==== TRECHO DO TEXTO ====

Em minha última matéria abordei o
declínio dos grandes “papas” do vinho que comandaram as tendências, gostos e
desgostos, dos enófilos, por mais de duas gerações.
Devo informar que os Parker &
Cia não influenciaram somente o consumidor, mas revolucionaram todo o sistema
produtivo, também.
A maior parte das engarrafadoras
italiana produzia vinho com as uvas fornecidas por pequenos viticultores.
Durante muitos anos o sistema
funcionou normalmente sem grandes mudanças.
Com o passar dos anos os
viticultores perceberam que os vinhos, produzidos com suas uvas, eram vendidos,
pelas engarrafadoras, por preços altamente lucrativos e os donos das grandes
vinícolas a cada dia se tornavam mais ricos e não se preocupavam em esconder
suas vaidades, frequentando programas televisivos, restaurantes estrelados ao
lado de belas mulheres e desfilar com SUV de alta cilindrada.
Os pequenos vinhateiros pararam para e pensar
e... “Espera, aí....se deixar de vender as uvas e eu mesmo
vinificar e engarrafar posso ganhar muito mais”.
Em poucas e simples palavras foi
o que exatamente aconteceu, assim, milhares de viticultores deixaram de vender seus cachos e começaram a produzir suas garrafas.
Exemplos 1: Bruno
Giacosa não possuía uma vinha
sequer e seu famoso “Barolo Vigna Rionda” nascia de uvas fornecidas pelo viticultor Tommaso Canale.
Canale, que possuía 1,64 hectares
de vinhas, no famoso cru de Serralunga D’Alba, foi acompanhando a evolução dos
preços de Giacosa e um belo dia decidiu que era chegada a hora de deixar de vender
suas uvas e começar a produzir o seu “Barolo Canale Vigna
Rionda”.
Tommaso Canale foi um dos
milhares de viticultores que tomaram a decisão de vinificr em próprio e entraram
no mercado com suas etiquetas.
Exemplo 2: A Nicola Bergaglio não vendia suas
uvas Cortese, mas
entregava seu vinho, já engarrafado, à famosa vinícola “La
Scolca” que somente tinha o
trabalho de etiquetar e vender o “Gavi dei Gavi
Etichetta Nera” por 400% a mais.
Alguém acredita que os predadores
sentiram o golpe, se apavoraram e decidiram pagar mais pela matéria prima aos
pequenos viticultores?
Quem acreditou, errou e errou
feio.
As vinícolas estavam com os
cofres tão abarrotados que não tiveram nenhum problema em sair às compras
(Giacosa, incluso) e arrematar tudo o que podiam e queriam.
Resultado:
Em 1990 havia, na Itália, 791.000 empresas vinícolas em 2023 o número baixou
para “apenas” 255.000.
Outro dado importante: em 1990 tamanho
médio das propriedades era de 0,9 hectares hoje é 2,5 hectares.
Quem resistiu, não vendeu e se
estruturou, ganhou muita grana.
Exemplo: Em
1990 um hectare de vinhas de “Brunello di Montalcino”, valia 40 milhões de
Liras que correspondem aos atuais 36.550 Euros.

==== MATERIAL APRESENTADO ====

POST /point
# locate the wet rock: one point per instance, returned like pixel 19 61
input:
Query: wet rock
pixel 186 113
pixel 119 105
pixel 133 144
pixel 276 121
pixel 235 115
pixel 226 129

====

* PROBLEMA PROPOSTO 1 *
Responda com base no texto sobre o vinho italiano:
(a) Quantas empresas vinícolas havia na Itália em 1990?
(b) De qual viticultor vinham as uvas do "Barolo Vigna Rionda" de Bruno Giacosa?
(c) Qual é hoje o tamanho médio das propriedades?
* PROBLEMA PROPOSTO 2 *
Reproduza fielmente o trecho do texto sobre o vinho italiano que se inicia com as palavras "Quem acreditou, errou" e termina com "ganhou muita grana.".
* PROBLEMA PROPOSTO 3 *
Prossiga com o texto sobre o vinho italiano a partir da última frase apresentada.
As linhas são um material à parte, sem relação com o texto sobre o vinho italiano.

* RESPOSTA 1 *
(a) 791.000.
(b) Tommaso Canale.
(c) 2,5 hectares.

* RESPOSTA 2 *
Quem acreditou, errou e errou
feio.
As vinícolas estavam com os
cofres tão abarrotados que não tiveram nenhum problema em sair às compras
(Giacosa, incluso) e arrematar tudo o que podiam e queriam.
Resultado:
Em 1990 havia, na Itália, 791.000 empresas vinícolas em 2023 o número baixou
para “apenas” 255.000.
Outro dado importante: em 1990 tamanho
médio das propriedades era de 0,9 hectares hoje é 2,5 hectares.
Quem resistiu, não vendeu e se
estruturou, ganhou muita grana.

* RESPOSTA 3 *
Hoje quem quiser comprar o mesmo hectare,
em Montalcino, deverá desembolsar 750.000 Euros.
Mas o mundo gira, gira, gira
e.....agora há mais uma crise no setor que atinge, fortemente, os vinhos tintos.
O alerta começou nos Estados
Unidos onde, em 2023, as vendas dos tintos diminuíram em 9%.
Os mais atingidos foram os vinhos
produzidos com Cabernet Sauvignon -7%, Merlot –12% e o Syrah -17%.
Na Itália, também, os vinhos
tintos perdem terreno e a grande distribuição (supermercados, atacadistas,
distribuidores etc.) diminui em 800.000 hectolitros suas compras de Barolo,
Amarone, Chianti, Brunello, di Montalcino, Montepulciano, Primitivo, Nero
D’Avola etc.
Os produtores mandam, de uma vez
por todas, os vinhos parkerianos para a lixão da história vinícola e apostam em
garrafas com menos álcool, leves e com forte identidade territorial.
Para completar o quadro de
declínio: muitos países produtores, entre eles, USA, Chile, Argentina, Austrália, África
do Sul, estão erradicando os vinhedos de Cabernet Sauvignon, Merlot e Cia
substituindo-os por Chardonnay e Sauvignon Blanc.
No Brasil dos trópicos e dos 35º de temperatura, os grandes entendedores de vinho, continuam bebendo Amarone, Barolo, Nero d’Avola, Malbec e quanto mais alcoólicos melhor.
Para encerrar, não poderia deixar
de parabenizar à vinícola Lídio Carraro que, com seu apurado faro de grande
predador, lançou o “Vinum Amphorae” um blend de Merlot, Pinot Noir,
Nebbiolo e Malbec.
Não sei se o “Vinum Amphorae” vem com um folheto explicativo escrito em latim, como na
etiqueta, mas sei que seus 15,5º de álcool e
seus R$ 657,90 de custo,
comprovam que a Carraro é o palhaço mais ridículo do circo vinícola brasileiro
Parabéns!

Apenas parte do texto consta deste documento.